# Data for this task
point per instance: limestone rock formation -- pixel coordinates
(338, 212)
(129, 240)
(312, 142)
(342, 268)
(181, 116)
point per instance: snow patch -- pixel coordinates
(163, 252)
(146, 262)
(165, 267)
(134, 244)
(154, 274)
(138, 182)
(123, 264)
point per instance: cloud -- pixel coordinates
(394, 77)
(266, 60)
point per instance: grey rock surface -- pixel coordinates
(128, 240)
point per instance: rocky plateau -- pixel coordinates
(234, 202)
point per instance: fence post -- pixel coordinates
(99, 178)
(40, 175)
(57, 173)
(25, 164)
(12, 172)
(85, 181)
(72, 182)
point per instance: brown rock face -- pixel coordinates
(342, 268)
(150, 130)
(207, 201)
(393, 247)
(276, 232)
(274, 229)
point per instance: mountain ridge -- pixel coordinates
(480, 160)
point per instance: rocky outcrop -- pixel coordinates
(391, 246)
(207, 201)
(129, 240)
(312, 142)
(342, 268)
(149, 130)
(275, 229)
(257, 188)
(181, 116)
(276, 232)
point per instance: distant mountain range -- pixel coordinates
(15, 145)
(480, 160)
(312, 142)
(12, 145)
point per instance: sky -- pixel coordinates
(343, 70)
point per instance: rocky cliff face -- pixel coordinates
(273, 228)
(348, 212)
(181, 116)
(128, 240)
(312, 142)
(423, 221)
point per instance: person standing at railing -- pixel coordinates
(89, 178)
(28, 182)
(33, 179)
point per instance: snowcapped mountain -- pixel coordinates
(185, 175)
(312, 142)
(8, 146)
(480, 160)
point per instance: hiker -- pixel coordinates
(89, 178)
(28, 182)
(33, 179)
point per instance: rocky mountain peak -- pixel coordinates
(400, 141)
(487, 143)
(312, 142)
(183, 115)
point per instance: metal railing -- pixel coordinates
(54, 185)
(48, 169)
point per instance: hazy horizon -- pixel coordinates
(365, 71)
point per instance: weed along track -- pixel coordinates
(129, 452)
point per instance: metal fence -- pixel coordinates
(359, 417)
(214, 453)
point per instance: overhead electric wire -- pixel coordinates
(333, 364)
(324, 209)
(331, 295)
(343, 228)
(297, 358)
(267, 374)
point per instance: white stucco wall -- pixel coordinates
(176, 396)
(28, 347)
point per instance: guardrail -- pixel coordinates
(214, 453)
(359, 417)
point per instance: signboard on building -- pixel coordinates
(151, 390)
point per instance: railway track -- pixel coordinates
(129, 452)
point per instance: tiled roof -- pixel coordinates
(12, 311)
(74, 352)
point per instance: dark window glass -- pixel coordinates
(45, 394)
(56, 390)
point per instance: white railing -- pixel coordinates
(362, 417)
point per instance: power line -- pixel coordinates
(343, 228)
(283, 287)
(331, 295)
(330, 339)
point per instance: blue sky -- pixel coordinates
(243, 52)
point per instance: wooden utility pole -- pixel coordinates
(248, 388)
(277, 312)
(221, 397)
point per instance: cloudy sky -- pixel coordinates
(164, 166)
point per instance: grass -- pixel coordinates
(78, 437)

# How to complete this task
Copy out the full material exactly as it appears.

# Written solution
point per instance: limestone rock formation -- pixel coordinates
(338, 212)
(129, 240)
(312, 142)
(342, 268)
(181, 116)
point per instance: snow patch -- pixel coordinates
(163, 252)
(146, 262)
(165, 267)
(134, 244)
(154, 274)
(138, 182)
(123, 264)
point per instance: cloud -- pixel coordinates
(394, 77)
(266, 60)
point per instance: grey rock surface -- pixel coordinates
(128, 240)
point per instance: rocky plateau -- pixel coordinates
(234, 202)
point per instance: fence post -- pixel coordinates
(99, 178)
(40, 175)
(57, 173)
(25, 164)
(12, 172)
(85, 181)
(72, 182)
point per instance: brown rock face -- pixel coordinates
(342, 268)
(150, 130)
(207, 201)
(393, 247)
(276, 232)
(274, 229)
point per instance: mountain ridge -- pixel coordinates
(480, 160)
point per instance: rocky outcrop -- pixel coordinates
(391, 246)
(207, 201)
(129, 240)
(312, 142)
(342, 268)
(149, 130)
(275, 229)
(257, 188)
(181, 116)
(276, 232)
point per instance: distant mountain range -- pixel coordinates
(15, 145)
(480, 160)
(312, 142)
(12, 145)
point per instance: sky -- pixel coordinates
(343, 70)
point per instance: rocky cliff face -- pixel coordinates
(273, 228)
(348, 212)
(181, 116)
(128, 240)
(312, 142)
(423, 221)
point per instance: person standing at railing -- pixel coordinates
(89, 178)
(28, 182)
(33, 179)
point per instance: snowcapped mountain -- pixel coordinates
(185, 175)
(312, 142)
(8, 146)
(480, 160)
point per instance: hiker -- pixel coordinates
(89, 178)
(28, 182)
(33, 179)
point per instance: rocky mountain peak -- pixel coordinates
(400, 141)
(487, 143)
(312, 142)
(183, 115)
point per instance: metal railing -- pixel coordinates
(54, 185)
(48, 169)
point per instance: hazy horizon -- pixel coordinates
(365, 71)
point per instance: weed along track -- pixel coordinates
(129, 452)
point per instance: metal fence -- pixel coordinates
(359, 417)
(214, 453)
point per instance: overhead electric wire -- pixel coordinates
(333, 364)
(324, 209)
(331, 295)
(343, 228)
(297, 358)
(267, 374)
point per instance: white stucco wall -- pixel coordinates
(176, 396)
(28, 347)
point per instance: guardrail -- pixel coordinates
(214, 453)
(359, 417)
point per instance: signboard on building -- pixel coordinates
(151, 390)
point per instance: railway track -- pixel coordinates
(129, 452)
point per instance: tiled roof -- pixel coordinates
(12, 311)
(74, 352)
point per instance: dark window glass -- pixel coordinates
(45, 394)
(56, 390)
point per instance: white railing -- pixel coordinates
(362, 417)
point per instance: power line -- pixel coordinates
(343, 228)
(283, 287)
(331, 295)
(330, 339)
point per instance: blue sky -- pixel coordinates
(243, 52)
point per instance: wooden utility pole -- pixel coordinates
(248, 388)
(277, 312)
(221, 397)
point per instance: cloudy sky -- pixel coordinates
(164, 166)
point per instance: grass -- pixel coordinates
(78, 437)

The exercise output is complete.